> _Instructions for the task_
Shift each point coordinate in the answers by -136 and write out the data again from the line that has "the purple wildflower" through the line that has "282), (429, 324)]", keeping every line in that range. Leave the sample coordinates unchanged.

> _Working data_
——————————

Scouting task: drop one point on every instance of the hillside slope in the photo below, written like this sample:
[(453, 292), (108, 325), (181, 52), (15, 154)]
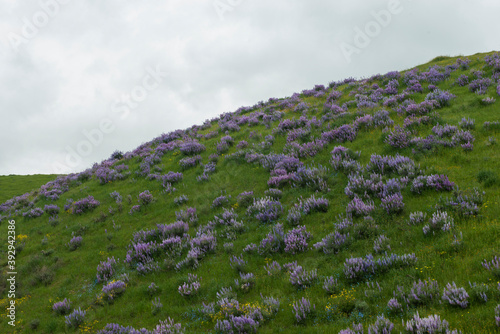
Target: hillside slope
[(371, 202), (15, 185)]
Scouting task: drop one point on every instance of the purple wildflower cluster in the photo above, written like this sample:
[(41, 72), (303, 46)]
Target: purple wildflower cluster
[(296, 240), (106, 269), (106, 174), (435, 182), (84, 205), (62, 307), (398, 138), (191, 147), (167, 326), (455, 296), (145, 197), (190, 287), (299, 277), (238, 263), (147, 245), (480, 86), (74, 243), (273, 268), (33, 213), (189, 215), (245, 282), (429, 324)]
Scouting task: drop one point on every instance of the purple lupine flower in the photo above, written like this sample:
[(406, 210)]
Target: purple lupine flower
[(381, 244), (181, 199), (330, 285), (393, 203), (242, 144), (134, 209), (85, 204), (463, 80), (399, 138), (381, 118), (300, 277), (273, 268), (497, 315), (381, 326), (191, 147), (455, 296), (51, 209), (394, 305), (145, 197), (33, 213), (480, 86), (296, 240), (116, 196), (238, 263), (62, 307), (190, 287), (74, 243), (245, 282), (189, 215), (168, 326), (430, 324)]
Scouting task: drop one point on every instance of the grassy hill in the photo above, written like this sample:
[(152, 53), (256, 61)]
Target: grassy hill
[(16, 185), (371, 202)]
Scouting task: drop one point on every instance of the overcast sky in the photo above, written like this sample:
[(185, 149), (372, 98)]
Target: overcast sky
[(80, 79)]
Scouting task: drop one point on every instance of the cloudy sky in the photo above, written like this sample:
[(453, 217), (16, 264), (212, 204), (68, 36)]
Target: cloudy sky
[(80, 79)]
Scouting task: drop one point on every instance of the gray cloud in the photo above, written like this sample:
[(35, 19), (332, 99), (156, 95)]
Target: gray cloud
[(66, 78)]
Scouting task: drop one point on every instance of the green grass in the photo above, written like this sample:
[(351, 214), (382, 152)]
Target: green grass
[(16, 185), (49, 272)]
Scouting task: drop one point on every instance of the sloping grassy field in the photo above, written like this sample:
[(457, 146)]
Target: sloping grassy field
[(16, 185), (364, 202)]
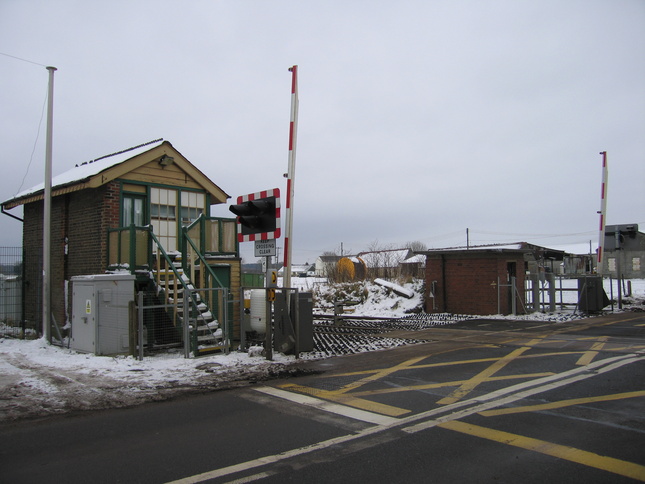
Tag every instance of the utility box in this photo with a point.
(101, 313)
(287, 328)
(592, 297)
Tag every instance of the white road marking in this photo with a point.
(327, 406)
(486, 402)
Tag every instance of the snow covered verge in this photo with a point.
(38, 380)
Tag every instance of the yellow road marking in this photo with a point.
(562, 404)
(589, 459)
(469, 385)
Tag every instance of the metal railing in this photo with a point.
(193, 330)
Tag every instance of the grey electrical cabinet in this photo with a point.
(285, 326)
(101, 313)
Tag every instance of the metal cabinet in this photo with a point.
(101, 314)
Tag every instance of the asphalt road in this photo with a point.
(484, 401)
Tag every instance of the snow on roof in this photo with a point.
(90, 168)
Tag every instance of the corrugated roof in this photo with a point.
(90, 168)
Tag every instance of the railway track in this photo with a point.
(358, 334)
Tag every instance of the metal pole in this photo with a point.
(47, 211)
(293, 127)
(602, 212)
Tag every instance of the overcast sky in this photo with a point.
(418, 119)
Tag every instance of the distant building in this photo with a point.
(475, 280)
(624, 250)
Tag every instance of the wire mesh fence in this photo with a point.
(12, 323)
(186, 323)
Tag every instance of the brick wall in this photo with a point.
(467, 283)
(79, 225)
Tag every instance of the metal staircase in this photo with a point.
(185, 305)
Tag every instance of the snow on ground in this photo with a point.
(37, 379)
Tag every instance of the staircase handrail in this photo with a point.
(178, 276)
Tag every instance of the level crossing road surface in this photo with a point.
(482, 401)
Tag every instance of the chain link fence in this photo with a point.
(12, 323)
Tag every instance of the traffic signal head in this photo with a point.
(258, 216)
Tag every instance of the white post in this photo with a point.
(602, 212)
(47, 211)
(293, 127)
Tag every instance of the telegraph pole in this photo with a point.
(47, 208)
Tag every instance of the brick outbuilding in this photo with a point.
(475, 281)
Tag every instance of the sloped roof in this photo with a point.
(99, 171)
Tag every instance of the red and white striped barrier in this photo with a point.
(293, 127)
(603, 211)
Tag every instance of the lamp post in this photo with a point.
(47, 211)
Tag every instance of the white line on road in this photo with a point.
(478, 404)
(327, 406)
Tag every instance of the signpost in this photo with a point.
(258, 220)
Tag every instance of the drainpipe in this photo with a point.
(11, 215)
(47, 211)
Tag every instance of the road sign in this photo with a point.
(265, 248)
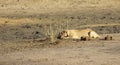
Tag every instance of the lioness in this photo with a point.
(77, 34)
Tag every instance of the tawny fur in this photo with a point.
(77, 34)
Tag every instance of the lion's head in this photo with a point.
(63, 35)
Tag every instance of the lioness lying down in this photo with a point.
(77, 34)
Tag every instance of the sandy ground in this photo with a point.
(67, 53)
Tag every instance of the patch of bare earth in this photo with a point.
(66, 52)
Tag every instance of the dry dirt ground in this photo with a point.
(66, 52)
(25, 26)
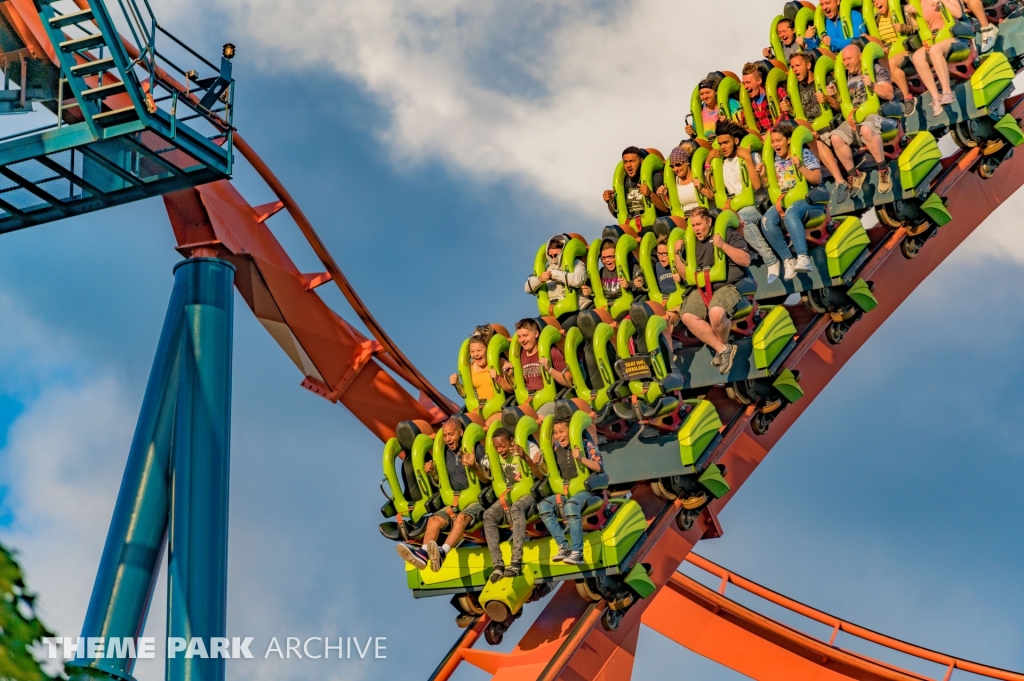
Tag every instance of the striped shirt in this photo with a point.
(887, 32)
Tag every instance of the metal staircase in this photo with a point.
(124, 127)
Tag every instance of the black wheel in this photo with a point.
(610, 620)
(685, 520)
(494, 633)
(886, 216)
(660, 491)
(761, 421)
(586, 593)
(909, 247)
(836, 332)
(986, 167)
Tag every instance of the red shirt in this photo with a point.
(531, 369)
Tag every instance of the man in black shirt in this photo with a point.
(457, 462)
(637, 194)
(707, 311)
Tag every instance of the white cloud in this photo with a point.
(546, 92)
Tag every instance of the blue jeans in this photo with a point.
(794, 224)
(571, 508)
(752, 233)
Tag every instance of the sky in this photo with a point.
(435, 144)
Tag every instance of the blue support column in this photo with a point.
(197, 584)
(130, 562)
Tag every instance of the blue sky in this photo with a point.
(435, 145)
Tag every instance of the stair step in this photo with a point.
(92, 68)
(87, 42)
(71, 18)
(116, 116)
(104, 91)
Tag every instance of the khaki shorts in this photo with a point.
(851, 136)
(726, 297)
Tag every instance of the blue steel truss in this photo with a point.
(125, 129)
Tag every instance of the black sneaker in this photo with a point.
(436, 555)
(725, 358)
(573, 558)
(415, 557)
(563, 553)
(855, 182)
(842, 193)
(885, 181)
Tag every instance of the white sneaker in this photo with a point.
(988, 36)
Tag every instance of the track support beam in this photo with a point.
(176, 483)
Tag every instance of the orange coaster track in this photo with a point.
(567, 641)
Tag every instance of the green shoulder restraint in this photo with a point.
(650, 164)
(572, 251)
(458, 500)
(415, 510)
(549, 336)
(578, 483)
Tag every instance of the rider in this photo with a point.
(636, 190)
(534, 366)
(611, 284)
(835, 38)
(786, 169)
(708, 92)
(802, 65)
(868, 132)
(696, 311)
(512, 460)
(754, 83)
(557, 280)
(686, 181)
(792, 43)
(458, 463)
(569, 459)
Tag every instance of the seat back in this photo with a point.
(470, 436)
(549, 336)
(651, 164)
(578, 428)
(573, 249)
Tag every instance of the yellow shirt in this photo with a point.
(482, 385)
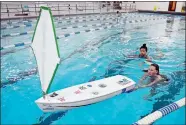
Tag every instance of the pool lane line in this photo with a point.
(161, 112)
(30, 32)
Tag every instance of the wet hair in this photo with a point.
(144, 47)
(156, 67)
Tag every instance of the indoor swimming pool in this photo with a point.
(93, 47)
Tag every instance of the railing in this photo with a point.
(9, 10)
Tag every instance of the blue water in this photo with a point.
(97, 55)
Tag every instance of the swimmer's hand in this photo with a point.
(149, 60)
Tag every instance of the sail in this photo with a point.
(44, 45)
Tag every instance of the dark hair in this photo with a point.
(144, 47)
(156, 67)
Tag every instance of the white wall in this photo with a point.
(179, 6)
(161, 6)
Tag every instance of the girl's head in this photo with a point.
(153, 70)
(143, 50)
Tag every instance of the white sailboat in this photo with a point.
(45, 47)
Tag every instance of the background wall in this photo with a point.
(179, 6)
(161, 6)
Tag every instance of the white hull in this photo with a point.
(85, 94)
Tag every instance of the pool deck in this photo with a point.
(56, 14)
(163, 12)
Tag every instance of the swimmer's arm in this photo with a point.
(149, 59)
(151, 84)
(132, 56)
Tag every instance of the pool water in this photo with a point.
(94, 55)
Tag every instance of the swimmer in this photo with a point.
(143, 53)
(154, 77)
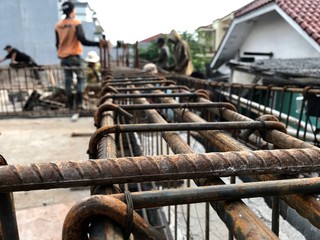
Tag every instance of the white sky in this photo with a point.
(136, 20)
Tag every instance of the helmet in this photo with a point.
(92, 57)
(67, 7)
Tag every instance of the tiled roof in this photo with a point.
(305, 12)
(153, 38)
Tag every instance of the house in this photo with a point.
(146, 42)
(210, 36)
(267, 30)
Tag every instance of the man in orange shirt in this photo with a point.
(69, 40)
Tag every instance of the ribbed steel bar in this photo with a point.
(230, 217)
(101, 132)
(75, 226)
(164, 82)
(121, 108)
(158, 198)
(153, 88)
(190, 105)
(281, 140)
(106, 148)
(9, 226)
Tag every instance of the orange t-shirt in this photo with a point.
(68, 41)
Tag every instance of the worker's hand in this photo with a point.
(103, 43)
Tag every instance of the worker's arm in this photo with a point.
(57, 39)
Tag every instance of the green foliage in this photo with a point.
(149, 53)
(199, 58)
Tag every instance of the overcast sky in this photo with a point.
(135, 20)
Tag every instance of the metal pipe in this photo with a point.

——————————

> _Solution for this task_
Scouting task: drop one point on every instance of the purple wildflower cluster in the photo above, written like this sample:
[(41, 72), (303, 46)]
Target: purple wildflower cluster
[(160, 104), (-30, 133), (-30, 38), (299, 46), (-52, 69), (-74, 171), (262, 2), (55, 11), (31, 190), (319, 160), (9, 61), (54, 151), (163, 141), (102, 127), (11, 109), (344, -50), (-62, 107), (137, 132), (-103, 77), (53, 79), (109, 146), (293, 188)]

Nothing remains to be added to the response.